Directions for this task » Every entry must be copied word for word.

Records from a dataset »
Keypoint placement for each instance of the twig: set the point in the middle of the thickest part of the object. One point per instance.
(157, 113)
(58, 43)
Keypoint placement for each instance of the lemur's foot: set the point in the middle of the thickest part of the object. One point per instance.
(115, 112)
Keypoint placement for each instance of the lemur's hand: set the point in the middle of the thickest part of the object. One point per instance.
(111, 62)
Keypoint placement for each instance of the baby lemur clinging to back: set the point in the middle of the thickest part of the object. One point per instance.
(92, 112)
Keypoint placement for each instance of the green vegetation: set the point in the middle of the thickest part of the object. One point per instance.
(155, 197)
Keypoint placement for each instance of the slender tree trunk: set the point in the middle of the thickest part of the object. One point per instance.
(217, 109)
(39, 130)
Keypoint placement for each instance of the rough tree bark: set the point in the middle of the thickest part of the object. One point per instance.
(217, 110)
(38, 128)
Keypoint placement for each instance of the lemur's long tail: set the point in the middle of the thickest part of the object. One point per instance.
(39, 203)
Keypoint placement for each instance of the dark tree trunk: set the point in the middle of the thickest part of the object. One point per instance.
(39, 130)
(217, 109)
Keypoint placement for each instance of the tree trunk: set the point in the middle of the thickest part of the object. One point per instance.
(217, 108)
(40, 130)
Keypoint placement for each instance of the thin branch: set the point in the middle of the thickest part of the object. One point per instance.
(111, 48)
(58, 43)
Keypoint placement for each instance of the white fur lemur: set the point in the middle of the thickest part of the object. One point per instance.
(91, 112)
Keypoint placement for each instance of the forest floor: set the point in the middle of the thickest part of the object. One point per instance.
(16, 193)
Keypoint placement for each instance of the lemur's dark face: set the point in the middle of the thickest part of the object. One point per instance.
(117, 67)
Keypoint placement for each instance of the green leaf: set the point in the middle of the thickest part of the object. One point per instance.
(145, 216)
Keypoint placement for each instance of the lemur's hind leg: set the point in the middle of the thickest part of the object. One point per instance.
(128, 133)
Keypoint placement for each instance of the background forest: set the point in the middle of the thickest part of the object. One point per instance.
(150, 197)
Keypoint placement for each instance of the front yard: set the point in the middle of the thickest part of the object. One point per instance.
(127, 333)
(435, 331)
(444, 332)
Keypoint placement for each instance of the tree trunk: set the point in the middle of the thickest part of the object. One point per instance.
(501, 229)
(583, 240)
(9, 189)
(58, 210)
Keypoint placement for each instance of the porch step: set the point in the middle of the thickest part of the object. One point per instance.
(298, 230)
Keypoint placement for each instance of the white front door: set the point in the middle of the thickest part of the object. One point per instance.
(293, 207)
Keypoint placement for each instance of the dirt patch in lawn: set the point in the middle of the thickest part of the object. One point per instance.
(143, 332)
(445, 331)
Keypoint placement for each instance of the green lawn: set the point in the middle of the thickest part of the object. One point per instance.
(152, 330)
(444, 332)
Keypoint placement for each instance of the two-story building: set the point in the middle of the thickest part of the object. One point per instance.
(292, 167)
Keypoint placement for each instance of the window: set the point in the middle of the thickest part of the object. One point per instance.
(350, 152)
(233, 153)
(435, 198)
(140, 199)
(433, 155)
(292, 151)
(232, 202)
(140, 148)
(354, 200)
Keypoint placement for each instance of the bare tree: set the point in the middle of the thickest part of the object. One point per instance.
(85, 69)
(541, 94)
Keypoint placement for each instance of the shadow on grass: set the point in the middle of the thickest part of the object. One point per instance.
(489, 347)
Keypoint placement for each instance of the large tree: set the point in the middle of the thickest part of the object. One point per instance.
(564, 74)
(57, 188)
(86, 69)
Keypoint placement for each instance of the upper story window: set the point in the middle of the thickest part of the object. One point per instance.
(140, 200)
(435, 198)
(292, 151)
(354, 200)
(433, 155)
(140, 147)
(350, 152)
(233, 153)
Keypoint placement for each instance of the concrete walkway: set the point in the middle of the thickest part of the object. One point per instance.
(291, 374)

Task solution »
Keypoint placement for each instance of the twig: set the point in the middle of the thickest part of the object. One point per instance.
(157, 113)
(58, 43)
Keypoint placement for each instance of the lemur's foot: set the point in the middle of the thickest part of the object. One point per instance.
(115, 112)
Keypoint placement for each instance of the lemur's hand: set the point in the middle of the thickest part of the object. One point per instance.
(111, 62)
Keypoint placement for each instance of the baby lemur clinging to back: set the point in the middle of the thickest part of the object. One point per instance.
(92, 112)
Keypoint placement for each instance of the green vegetation: set the point in the middle of the thickest part of the object. One point per instance.
(155, 197)
Keypoint placement for each instance of the slender tree trunk: set the point in the middle of the thickest part of the object. One point per instance.
(217, 109)
(39, 130)
Keypoint placement for each instance of the rough tree bark: set the point in the middle of the thickest part of the object. One point per instance.
(217, 110)
(38, 128)
Keypoint placement for each instance of the lemur's long tail: set the point in the middle of the thickest part of the object. One point per instance.
(39, 203)
Keypoint placement for each instance of the dark tree trunk: set the point in the middle of the thickest part of the object. One point per instance.
(39, 130)
(217, 109)
Keypoint placement for each instance of the tree trunk: set the point in the middle of the thickest part of the object. One point per instance.
(217, 108)
(40, 130)
Keypoint placement for each instance of the thin branch: set the point in the middle of the thickest part of the object. One point per instance.
(111, 48)
(58, 43)
Keypoint placement for each instance of the white fur lemur: set the point in the middle of the thickest part of the object. One point per instance.
(91, 112)
Keypoint placement for each instance of the forest floor: set the point in the middle of the thickest part of the object. One point per instance.
(16, 193)
Keypoint placement for each instance of the lemur's dark face: set the point in the middle of the thickest part of the object. One point per instance.
(117, 67)
Keypoint placement for each instance of the green leaf: set the point in the middle of the thickest part of the object. One point per instance.
(145, 216)
Keypoint placement for each instance of the lemur's hind leg: set the point in the middle of the thickest part of the object. One point per instance.
(128, 133)
Keypoint placement for each instance of the background forest: set the point in the middle of the thickest part of the object. One point per instance.
(150, 197)
Keypoint placement for each instance of the front yard: set the point in the middle of the thickest part of the object. One point per instance.
(127, 333)
(435, 331)
(444, 332)
Keypoint placement for each instance of the tree trunk: set the point in the middle of the thickest part of the object. One point per instance.
(501, 229)
(583, 240)
(9, 189)
(58, 210)
Keypoint placement for each instance of the porch step: set the point in the middle of the thickest part of the object. One point per instance.
(298, 230)
Keypoint placement for each instance of the white front door: set the point in the middle of the thickest part of the object. One point per instance.
(293, 207)
Keypoint placement for each instance of the dirt patch in lawn: set the point in the middle of the thickest part of the object. One point per instance.
(143, 332)
(445, 331)
Keypoint placement for each instance of the green lawn: set the point in the middle of the thickest part of the object. One point per instance.
(152, 330)
(444, 332)
Keypoint placement for each instance of the two-story building: set the point in the middle of the thickest part of the object. One point per instance.
(292, 167)
Keypoint placement for each instance of the window: set the point in the middle of the thickest part of the object. One point per instance.
(350, 152)
(233, 153)
(435, 198)
(140, 199)
(433, 155)
(292, 151)
(232, 202)
(140, 148)
(354, 200)
Keypoint placement for each instance of the bare tree: set the point in the middle of the thickest part of the object. One point per instance.
(85, 69)
(541, 94)
Keypoint placement for each instance of the shadow on grass: set the point in the middle of the thickest part of the object. One point per instance.
(489, 347)
Keypoint placement for each instance of the large tree: set the point in the middle of the thickest part of the object. One point per instance.
(564, 74)
(57, 188)
(86, 69)
Keypoint placement for each instance of the upper story window: set the point in the middle of the thickest part of the object. One point per instance.
(140, 200)
(435, 198)
(292, 151)
(354, 200)
(433, 155)
(140, 147)
(350, 152)
(233, 153)
Keypoint placement for each instance of the concrete walkway: set the point in the middle of the thickest part of the object. One point per instance.
(291, 374)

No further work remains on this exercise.